* Begin Text passage *
FIG. 16 depicts a single walled carbon nanotube in accordance with an embodiment of the invention; and

FIGS. 17(a)-(b) depicts a muon bean used to catalyze fusion in accordance with an embodiment of the invention.

DETAILED DESCRIPTION

The invention will be more completely understood through the following detailed description, which should be read in conjunction with the attached drawings. Detailed embodiments of the invention are disclosed herein; however, it is to be understood that the disclosed embodiments are merely exemplary of the invention, which may be embodied in various forms. Therefore, specific functional details disclosed herein are not to be interpreted as limiting, but merely as a basis for the claims and as a representative basis for teaching one skilled in the art to variously employ the invention in virtually any appropriately detailed embodiment.

The development of methods and processes for the realization of fusion at conventional temperatures requires that two repulsive charges are brought together through some means to allow the Strong Force to overcome the Coulomb repulsion, resulting in a fusion event and the release of energy. In muon catalyzed fusion, this may be accomplished by transforming the binding energy of nuclei in molecules through the substitution of a negatively charged and much heavier muon for the electron. In essence, the chemical energy stored in the system or the bond strength is transformed to match the otherwise much larger nuclear repulsive energies that occur on nuclear length scales.

In an attempt to exploit the properties of electrons above liquid helium, a body of work has emerged on multi-electron systems confined to the surface of liquid helium for quantum computing applications. This work has focused on the weakly interacting limit that allows for the creation of qubit states by switching voltages on separated electrodes. For quantum computing applications, electrons at typical surface densities of 10⁸ cm⁻² or less behave classically and are trapped within the potential of each electrode with only weak repulsive interactions between them. This weak interaction remains purely repulsive as the dielectric constant of liquid helium is extremely low (∈=1.0568).

When the dielectric constant is much higher, the interaction of each real charge with the other charge's image can result in a sizable long range attractive component. This attractive force is simply the result of satisfying the boundary conditions for the Poisson equation with two charges above a plane and is a result of the superposition of the resulting surface charge densities at the interface.

According to one embodiment of the present invention, an attractive potential between two or more similarly charged particles or ions, including those containing fusable nuclei, on the surface of a material with a significantly large dielectric constant relative to the medium in which the charged particles reside is created. According to various embodiments of the invention, the surface may be silicon carbide (SiC), graphite, graphene, a metal, a dielectric, a zeolite, or an inclusion compound, adduct or clathrate. This attractive potential has its origin in the electrostatic solutions to Laplace's equation for a charge in front of a dielectric or metal plane or other shape. Lord Kelvin showed that the fields outside the metal or dielectric material due to the accumulation of surface charge (in the case of a perfect conductor) could be fully described by placing one or more fictitious image charges within the dielectric or metal at appropriate distances and with appropriate charges relative to the real charge.
* End Text passage *
**To be done:**
**1)** Answer these questions from the fusion text:
(a) What dielectric constant does it give for liquid helium?
(b) In muon catalyzed fusion, what particle takes the place of the electron?
(c) Who showed that the fields outside the metal or dielectric could be described by fictitious image charges?
**2)** State how many lines of the records contain the string "laptop", with case counting, and give only the number.
The records after this point have no connection to the fusion text.
* Begin Material *
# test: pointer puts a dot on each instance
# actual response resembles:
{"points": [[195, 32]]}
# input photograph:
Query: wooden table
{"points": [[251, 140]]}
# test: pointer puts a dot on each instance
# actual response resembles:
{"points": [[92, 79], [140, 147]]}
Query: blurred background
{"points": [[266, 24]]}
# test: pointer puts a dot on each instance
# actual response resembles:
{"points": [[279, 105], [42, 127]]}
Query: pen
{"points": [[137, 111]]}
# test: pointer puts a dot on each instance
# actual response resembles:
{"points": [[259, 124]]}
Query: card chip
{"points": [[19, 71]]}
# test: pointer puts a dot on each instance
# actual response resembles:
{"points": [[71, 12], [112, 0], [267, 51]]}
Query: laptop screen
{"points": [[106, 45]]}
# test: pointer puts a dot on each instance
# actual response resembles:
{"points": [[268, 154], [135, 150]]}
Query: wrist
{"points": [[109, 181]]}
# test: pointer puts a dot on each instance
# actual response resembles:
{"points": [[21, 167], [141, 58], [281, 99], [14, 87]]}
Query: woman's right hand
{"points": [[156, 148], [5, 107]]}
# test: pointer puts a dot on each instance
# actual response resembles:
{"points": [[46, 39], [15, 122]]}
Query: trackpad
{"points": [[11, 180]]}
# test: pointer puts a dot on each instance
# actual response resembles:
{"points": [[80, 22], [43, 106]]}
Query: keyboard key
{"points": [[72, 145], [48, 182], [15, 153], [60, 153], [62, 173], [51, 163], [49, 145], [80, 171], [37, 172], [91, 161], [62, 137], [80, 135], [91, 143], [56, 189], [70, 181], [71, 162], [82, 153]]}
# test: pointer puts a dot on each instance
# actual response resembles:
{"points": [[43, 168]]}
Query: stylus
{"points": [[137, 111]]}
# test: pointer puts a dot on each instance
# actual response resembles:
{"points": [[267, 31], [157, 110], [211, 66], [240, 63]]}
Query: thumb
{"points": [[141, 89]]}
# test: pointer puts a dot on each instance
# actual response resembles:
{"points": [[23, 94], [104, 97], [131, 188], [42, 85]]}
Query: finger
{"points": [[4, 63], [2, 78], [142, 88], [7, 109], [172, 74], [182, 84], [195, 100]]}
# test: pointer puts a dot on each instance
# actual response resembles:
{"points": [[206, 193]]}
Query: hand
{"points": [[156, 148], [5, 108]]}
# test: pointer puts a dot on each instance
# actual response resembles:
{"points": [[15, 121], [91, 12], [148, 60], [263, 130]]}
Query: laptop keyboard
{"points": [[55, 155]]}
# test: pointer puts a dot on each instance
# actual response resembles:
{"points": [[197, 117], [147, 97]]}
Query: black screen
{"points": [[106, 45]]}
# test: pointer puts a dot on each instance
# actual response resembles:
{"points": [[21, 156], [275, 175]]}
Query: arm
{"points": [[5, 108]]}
* End Material *
**Results:**
**1)**
(a) 1.0568
(b) A muon, which is negatively charged and much heavier
(c) Lord Kelvin

**2)** 2